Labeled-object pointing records
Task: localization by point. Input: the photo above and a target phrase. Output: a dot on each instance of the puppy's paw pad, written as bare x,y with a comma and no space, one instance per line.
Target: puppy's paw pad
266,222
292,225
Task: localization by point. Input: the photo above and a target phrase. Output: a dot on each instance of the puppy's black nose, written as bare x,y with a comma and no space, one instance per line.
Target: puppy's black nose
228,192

== DO THIS ==
Reproduce every line of the records above, requests included, scaling each x,y coordinate in the answers by 0.9 and rounding to the nearest whole number, with halves rounded up.

== SOLUTION TO THIS PROBLEM ==
Task: localization by point. Input: the photo above and a target phrase. Output: a dot on each instance of the puppy's paw pad, written as bare x,y with a comma and no space, one instance per line.
Target: puppy's paw pad
239,200
263,203
Task: localization by point. Input: the photo above and a target phrase. Output: a dot on each instance of the puppy's black nose, written as bare x,y with a comma and no space, one instance per line.
Target: puppy's black nose
205,173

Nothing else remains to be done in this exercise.